Exercises>
1) According to the post on River Parrett flood policy, in what year was the management plan for the River Parrett area produced?
2) Do the following statements agree with the post on River Parrett flood policy? Answer yes or no for each, quoting the deciding words. (a) The plan was produced by the Department of the Environment. (b) The first policy keeps flood warning in place. (c) The fourth policy responds to potential increases in flood risk from climate change.
3) Go on with the post on River Parrett flood policy, picking up after its final sentence.

Postby macausland » 12:02 pm

The Department of the Environment produced a plan for management of the River Parrett area in 2008.

Its central policy is encapsulated in the following extract.

'Policy appraisal
We and our partners have developed policies to manage flood risk in the future. These policies set out our vision for a more sustainable, cost effective and natural approach to managing flood risk in our catchments. These policies are:

1. No active intervention (including flood warning and maintenance). Continue to monitor and advise.
2. Reduce existing flood risk management actions (accepting that flood risk will increase over time).
3. Continue with existing or alternative actions to manage flood risk at the current level of flooding (accepting that flood risk will increase over time from this baseline).
4. Take further action to sustain current scale of flood risk into the future (responding to the potential increases in flood risk from urban development, land use change, and climate change).

Records supplied>
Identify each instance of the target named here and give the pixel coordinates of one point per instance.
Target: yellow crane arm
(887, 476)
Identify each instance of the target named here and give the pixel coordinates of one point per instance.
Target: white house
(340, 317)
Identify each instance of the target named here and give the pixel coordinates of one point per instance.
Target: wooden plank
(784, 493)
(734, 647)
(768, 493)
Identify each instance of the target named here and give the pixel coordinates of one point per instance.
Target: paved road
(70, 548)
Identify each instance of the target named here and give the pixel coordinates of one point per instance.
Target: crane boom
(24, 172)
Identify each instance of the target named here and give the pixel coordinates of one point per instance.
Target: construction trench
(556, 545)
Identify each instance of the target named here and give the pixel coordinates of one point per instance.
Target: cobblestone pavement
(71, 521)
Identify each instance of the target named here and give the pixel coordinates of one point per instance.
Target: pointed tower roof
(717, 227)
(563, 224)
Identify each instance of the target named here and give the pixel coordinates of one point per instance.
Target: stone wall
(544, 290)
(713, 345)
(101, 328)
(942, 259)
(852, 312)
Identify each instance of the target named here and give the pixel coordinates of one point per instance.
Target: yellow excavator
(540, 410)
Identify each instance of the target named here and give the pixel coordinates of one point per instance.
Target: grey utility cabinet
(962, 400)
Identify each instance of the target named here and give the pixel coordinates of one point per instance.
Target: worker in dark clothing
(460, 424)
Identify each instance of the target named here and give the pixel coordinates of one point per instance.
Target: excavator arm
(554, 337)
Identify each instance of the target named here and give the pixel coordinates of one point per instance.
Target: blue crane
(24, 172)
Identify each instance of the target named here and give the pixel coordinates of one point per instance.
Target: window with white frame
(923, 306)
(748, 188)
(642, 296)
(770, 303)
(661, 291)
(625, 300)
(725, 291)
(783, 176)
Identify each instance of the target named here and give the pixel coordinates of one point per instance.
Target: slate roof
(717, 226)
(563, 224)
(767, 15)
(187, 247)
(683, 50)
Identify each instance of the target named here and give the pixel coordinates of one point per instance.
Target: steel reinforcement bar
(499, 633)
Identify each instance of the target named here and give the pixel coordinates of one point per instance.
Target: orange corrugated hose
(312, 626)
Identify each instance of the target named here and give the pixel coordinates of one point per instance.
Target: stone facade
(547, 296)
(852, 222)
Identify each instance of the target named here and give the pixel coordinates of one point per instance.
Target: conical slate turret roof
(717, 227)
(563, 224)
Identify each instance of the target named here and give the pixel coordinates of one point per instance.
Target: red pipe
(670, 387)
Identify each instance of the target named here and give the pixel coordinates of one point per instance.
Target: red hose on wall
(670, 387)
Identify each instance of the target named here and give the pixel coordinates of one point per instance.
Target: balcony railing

The results>
1) 2008

2)
(a) Yes: "The Department of the Environment produced a plan for management of the River Parrett area in 2008."
(b) No: "No active intervention (including flood warning and maintenance)."
(c) Yes: "responding to the potential increases in flood risk from urban development, land use change, and climate change"

3)
5. Take further action to reduce flood risk (now and/or in the future).
6. Take action to increase the frequency of flooding to deliver benefits locally or elsewhere, (which may constitute an overall flood risk reduction, e.g. for habitat inundation). Note: This policy option involves a strategic increase in flooding in allocated areas, but is not intended to adversely affect the risk to individual properties'

It seems from this that they accept flooding and welcome it. This fits in with their repetition throughout the document of their support for various wildlife agencies and that their policy is based on directives from the EU.

http://www.tauntondeane.gov.uk/irj/go/k ... 20Plan.pdf

I believe they were also instrumental in the deliberate flooding of farmlands in East Anglia where they allowed they destroyed sea defences so that the farmland could be returned to its 'natural' state where birds could thrive.

They also object to the building of coastal defences in parts of Yorkshire and other areas on the grounds that it is not natural to fight the sea. I'm not sure what the Dutch would make of that one.

The idea that the Somerset levels have been deliberately flooded on EU orders is proposed on this site which has links to the various statements and directives coming out of Strasbourg and other such places.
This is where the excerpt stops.